## WORK REQUEST
Return each line of the material below exactly. Begin at the first and end on the line with "Target: dog's front leg".

## RAW DATA
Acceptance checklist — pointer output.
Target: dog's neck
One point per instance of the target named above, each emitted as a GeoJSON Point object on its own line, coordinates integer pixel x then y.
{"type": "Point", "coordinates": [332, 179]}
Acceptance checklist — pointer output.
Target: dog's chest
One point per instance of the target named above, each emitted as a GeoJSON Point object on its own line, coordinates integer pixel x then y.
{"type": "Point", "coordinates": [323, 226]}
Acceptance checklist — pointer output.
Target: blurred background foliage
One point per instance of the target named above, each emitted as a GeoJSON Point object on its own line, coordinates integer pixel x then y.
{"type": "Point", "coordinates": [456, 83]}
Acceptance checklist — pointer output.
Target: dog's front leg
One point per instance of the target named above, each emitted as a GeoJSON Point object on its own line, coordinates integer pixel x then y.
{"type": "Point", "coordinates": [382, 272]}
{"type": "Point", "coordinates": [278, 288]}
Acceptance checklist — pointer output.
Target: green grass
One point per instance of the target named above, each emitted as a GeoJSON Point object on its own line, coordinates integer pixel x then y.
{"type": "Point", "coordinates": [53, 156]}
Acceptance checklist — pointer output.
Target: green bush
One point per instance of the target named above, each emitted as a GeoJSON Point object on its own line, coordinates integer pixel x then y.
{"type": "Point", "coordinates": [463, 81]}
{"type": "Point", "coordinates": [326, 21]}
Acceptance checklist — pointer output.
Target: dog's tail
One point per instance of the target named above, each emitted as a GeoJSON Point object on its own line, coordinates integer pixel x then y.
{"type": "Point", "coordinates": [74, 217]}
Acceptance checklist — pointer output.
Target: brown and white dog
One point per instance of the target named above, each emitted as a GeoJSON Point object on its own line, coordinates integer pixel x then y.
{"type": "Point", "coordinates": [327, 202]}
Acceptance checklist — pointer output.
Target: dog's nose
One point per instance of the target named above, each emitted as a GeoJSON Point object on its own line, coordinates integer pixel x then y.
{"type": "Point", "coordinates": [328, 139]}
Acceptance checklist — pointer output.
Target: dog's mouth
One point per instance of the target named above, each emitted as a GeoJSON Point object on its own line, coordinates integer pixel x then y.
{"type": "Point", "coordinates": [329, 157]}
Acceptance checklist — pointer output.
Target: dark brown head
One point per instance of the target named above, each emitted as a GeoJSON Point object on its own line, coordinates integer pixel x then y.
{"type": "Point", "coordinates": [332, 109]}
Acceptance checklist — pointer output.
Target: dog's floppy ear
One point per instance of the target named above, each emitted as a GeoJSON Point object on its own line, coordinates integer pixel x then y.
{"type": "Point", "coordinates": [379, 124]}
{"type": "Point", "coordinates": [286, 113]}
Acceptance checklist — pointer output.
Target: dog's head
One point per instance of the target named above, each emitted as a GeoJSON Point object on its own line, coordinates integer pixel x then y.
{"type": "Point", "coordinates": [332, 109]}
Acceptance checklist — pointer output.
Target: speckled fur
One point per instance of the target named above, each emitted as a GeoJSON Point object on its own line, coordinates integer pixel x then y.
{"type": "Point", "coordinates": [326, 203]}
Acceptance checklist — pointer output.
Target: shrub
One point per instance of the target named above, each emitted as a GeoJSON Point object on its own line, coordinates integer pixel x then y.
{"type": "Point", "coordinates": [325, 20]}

## ANSWER BOX
Acceptance checklist — pointer output.
Target: dog's neck
One point per instance of the target named above, each emitted as a GeoJSON Point object on its own line, coordinates integer pixel x then y.
{"type": "Point", "coordinates": [332, 179]}
Acceptance checklist — pointer output.
Target: dog's chest
One point per instance of the target named above, each emitted as a GeoJSON Point object on its own line, coordinates integer pixel x then y.
{"type": "Point", "coordinates": [323, 226]}
Acceptance checklist — pointer output.
Target: blurred background foliage
One point per instance of the target named above, each emitted as a GeoJSON Point object on its own line, coordinates integer pixel x then y.
{"type": "Point", "coordinates": [456, 83]}
Acceptance checklist — pointer output.
Target: dog's front leg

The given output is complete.